What you need to do:
Leave out the images; return the rest of the data exactly.

Point-per-instance localization data:
========================================

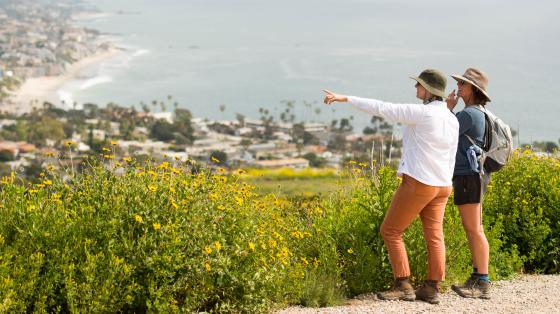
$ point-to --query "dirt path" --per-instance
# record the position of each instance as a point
(526, 294)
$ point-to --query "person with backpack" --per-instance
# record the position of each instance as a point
(470, 180)
(429, 147)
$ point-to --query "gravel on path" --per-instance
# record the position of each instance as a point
(525, 294)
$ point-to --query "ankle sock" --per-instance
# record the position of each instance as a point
(483, 277)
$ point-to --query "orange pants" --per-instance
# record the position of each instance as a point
(411, 199)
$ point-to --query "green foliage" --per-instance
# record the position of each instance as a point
(149, 239)
(7, 155)
(525, 198)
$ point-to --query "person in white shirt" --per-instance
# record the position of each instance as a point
(429, 146)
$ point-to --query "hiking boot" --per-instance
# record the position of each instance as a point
(429, 292)
(476, 288)
(402, 290)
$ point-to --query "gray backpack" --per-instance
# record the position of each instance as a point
(498, 142)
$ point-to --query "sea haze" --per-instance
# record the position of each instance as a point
(248, 54)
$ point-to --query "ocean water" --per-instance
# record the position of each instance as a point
(249, 54)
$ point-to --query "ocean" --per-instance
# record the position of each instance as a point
(222, 57)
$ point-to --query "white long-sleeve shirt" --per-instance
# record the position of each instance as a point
(430, 137)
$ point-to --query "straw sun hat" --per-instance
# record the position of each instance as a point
(433, 81)
(476, 78)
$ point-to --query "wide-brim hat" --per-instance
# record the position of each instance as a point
(433, 81)
(476, 78)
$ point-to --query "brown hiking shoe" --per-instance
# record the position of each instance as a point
(467, 285)
(476, 289)
(429, 292)
(402, 290)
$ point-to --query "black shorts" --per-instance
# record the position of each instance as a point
(466, 189)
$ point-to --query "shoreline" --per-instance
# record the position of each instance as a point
(35, 91)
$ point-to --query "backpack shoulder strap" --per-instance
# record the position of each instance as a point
(487, 128)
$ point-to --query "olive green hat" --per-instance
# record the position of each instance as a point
(476, 78)
(433, 81)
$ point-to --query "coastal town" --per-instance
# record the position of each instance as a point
(38, 39)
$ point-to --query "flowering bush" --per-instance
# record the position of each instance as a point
(525, 198)
(142, 238)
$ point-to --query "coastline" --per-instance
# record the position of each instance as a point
(35, 91)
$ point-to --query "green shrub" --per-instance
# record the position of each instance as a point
(143, 237)
(525, 198)
(147, 238)
(354, 218)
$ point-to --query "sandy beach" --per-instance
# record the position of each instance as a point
(35, 91)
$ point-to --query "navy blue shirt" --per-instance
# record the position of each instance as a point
(471, 123)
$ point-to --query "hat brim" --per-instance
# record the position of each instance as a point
(430, 89)
(458, 77)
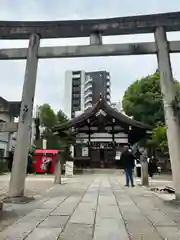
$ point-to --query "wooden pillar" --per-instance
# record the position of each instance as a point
(169, 99)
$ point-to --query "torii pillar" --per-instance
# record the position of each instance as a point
(18, 175)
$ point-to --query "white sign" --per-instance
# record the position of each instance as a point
(69, 167)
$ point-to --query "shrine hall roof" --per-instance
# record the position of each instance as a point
(102, 105)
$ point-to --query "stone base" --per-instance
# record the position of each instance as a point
(1, 208)
(19, 200)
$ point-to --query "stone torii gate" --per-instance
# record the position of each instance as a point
(158, 24)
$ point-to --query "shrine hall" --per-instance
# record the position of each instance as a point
(101, 134)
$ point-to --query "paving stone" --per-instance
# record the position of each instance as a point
(170, 233)
(108, 212)
(17, 231)
(90, 197)
(84, 213)
(44, 234)
(39, 213)
(77, 232)
(67, 207)
(107, 229)
(107, 200)
(54, 222)
(159, 218)
(142, 230)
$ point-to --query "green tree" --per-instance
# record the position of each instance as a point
(143, 100)
(61, 117)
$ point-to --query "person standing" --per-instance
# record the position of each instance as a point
(128, 162)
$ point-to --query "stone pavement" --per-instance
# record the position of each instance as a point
(96, 207)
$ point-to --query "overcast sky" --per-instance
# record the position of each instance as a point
(50, 78)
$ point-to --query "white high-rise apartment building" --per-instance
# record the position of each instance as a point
(83, 89)
(74, 92)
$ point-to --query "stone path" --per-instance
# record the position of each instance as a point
(97, 207)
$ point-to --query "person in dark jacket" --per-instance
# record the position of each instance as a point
(128, 162)
(152, 167)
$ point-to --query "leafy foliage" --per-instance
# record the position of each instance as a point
(49, 120)
(143, 100)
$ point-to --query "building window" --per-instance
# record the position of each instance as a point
(1, 154)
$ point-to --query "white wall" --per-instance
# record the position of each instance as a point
(102, 137)
(83, 75)
(68, 94)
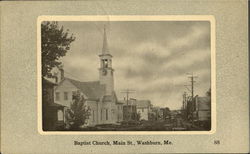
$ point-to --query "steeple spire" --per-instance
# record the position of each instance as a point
(105, 49)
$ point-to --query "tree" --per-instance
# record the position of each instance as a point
(55, 44)
(78, 113)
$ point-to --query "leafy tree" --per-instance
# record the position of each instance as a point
(78, 113)
(55, 44)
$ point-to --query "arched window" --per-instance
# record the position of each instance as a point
(60, 115)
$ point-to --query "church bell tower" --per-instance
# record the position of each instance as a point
(106, 70)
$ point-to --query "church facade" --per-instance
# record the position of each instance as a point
(99, 95)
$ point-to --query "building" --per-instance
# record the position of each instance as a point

========================================

Answer area:
$ point-to --query "dirt path" --per-instance
# record the position of each instance as a point
(526, 294)
$ point-to --query "person with backpack" --per-instance
# record the position of each instance as a point
(470, 180)
(429, 147)
$ point-to --query "gravel on path" --per-instance
# record the position of each instance as a point
(525, 294)
$ point-to --query "ankle sock" --per-instance
# record the position of each instance as a point
(483, 277)
$ point-to --query "orange pants" --per-instance
# record the position of each instance as a point
(411, 199)
$ point-to --query "green foliage" --per-instance
# record the position of each instance as a point
(149, 239)
(7, 155)
(525, 198)
$ point-to --query "person in white shirt" --per-instance
# record the position of each instance as a point
(429, 146)
$ point-to --query "hiking boot" --per-instance
# record the position of each instance as a point
(429, 292)
(476, 288)
(402, 290)
$ point-to --query "gray backpack" --per-instance
# record the position of each instance as a point
(498, 142)
$ point-to --query "sea haze" --per-instance
# record the position of each instance as a point
(248, 54)
$ point-to --query "ocean water" --per-instance
# record the position of each instance as a point
(249, 54)
$ point-to --query "ocean" --per-instance
# record the position of each instance as a point
(222, 57)
$ point-to --query "white long-sleeve shirt" --per-instance
# record the position of each instance as a point
(430, 137)
$ point-to --query "straw sun hat" --per-instance
# record the position of each instance as a point
(433, 81)
(476, 78)
$ point-to --query "wide-brim hat" --per-instance
# record the position of each instance as a point
(433, 81)
(476, 78)
$ point-to --query "brown hiking shoe" --per-instance
# record the position of each instance as a point
(467, 285)
(476, 289)
(429, 292)
(402, 290)
$ point-to --query "black shorts" --per-instance
# record the position of each instance as a point
(466, 189)
$ point-to --query "shoreline" --per-instance
# record the position of each instance as a point
(35, 91)
$ point-to --query "backpack shoulder strap" --per-instance
# record the position of each instance as a point
(487, 128)
$ point-to --query "olive green hat" --per-instance
# record the position of each instance as a point
(476, 78)
(433, 81)
$ point-to --query "coastal town" --per-instance
# record the position of each instance as a point
(38, 39)
$ point-to --query "flowering bush" --per-instance
# record the position of each instance as a point
(525, 198)
(142, 238)
$ point-to --query "coastline" --per-instance
# record the position of each instance as a point
(35, 91)
$ point-to --query "green shrub" --per-instance
# record the position of each instance as a point
(143, 237)
(525, 198)
(147, 238)
(354, 218)
$ point-to --query "sandy beach" --per-instance
# record the position of each instance as a point
(35, 91)
$ point-to --query "navy blue shirt" --per-instance
# record the position of each instance as a point
(471, 123)
$ point-to --query "hat brim" --per-instance
# record the position of each instance as a point
(430, 89)
(458, 77)
$ point-to --query "wooden pillar" --per-instance
# record the position of each instance as a point
(169, 99)
$ point-to --query "torii pillar" --per-instance
# record the position of each instance as a point
(18, 175)
$ point-to --query "white sign" --per-instance
# record the position of each instance as a point
(69, 167)
$ point-to --query "shrine hall roof" --per-instance
# record the position of each instance as a point
(102, 105)
$ point-to --query "stone base" --per-instance
# record the position of each instance as a point
(1, 208)
(19, 200)
$ point-to --query "stone torii gate" --per-instance
# record the position of each instance as a point
(158, 24)
$ point-to --query "shrine hall" --per-instance
# record the position of each instance as a point
(101, 134)
$ point-to --query "paving stone" --per-instance
# record the position of each instance as a point
(170, 233)
(108, 212)
(17, 231)
(90, 197)
(84, 213)
(44, 234)
(39, 213)
(77, 232)
(67, 207)
(107, 229)
(107, 200)
(54, 222)
(159, 218)
(142, 230)
$ point-to --query "green tree" --per-instance
# record the position of each instance as a point
(143, 100)
(61, 117)
$ point-to --query "person standing" --per-instance
# record the position of each instance as a point
(128, 162)
$ point-to --query "stone pavement" --per-instance
# record the position of each instance as a point
(96, 207)
$ point-to --query "overcast sky" --per-instance
# record the position of each instance as a point
(50, 78)
$ point-to --query "white high-rise apartment building" --per-instance
# record the position of each instance as a point
(83, 89)
(74, 92)
$ point-to --query "stone path" --per-instance
# record the position of each instance as a point
(97, 207)
$ point-to --query "person in dark jacket" --per-instance
# record the position of each instance as a point
(128, 162)
(152, 167)
$ point-to --query "leafy foliage" --per-instance
# record the position of each instance as a point
(49, 120)
(143, 100)
$ point-to --query "building window" --per-instance
# record the position of each instance as a point
(1, 154)
$ point-to --query "white wall" --per-instance
# record the position of each instance as a point
(102, 137)
(83, 75)
(68, 94)
$ point-to --query "steeple spire" --per-instance
# record the position of each instance as a point
(105, 49)
$ point-to --query "tree" --per-instance
# record the position of each instance as a point
(55, 44)
(78, 113)
$ point-to --query "leafy tree" --per-instance
# record the position of each instance as a point
(78, 113)
(55, 44)
$ point-to --query "arched window" --per-instance
# record the position of each instance as a point
(60, 115)
$ point-to --query "church bell tower" --per-instance
# record the position of each instance as a point
(106, 70)
$ point-to --query "church facade" --per-instance
# record the position of each instance as a point
(99, 95)
$ point-to --query "building" --per-instance
# record the position of each instance as a point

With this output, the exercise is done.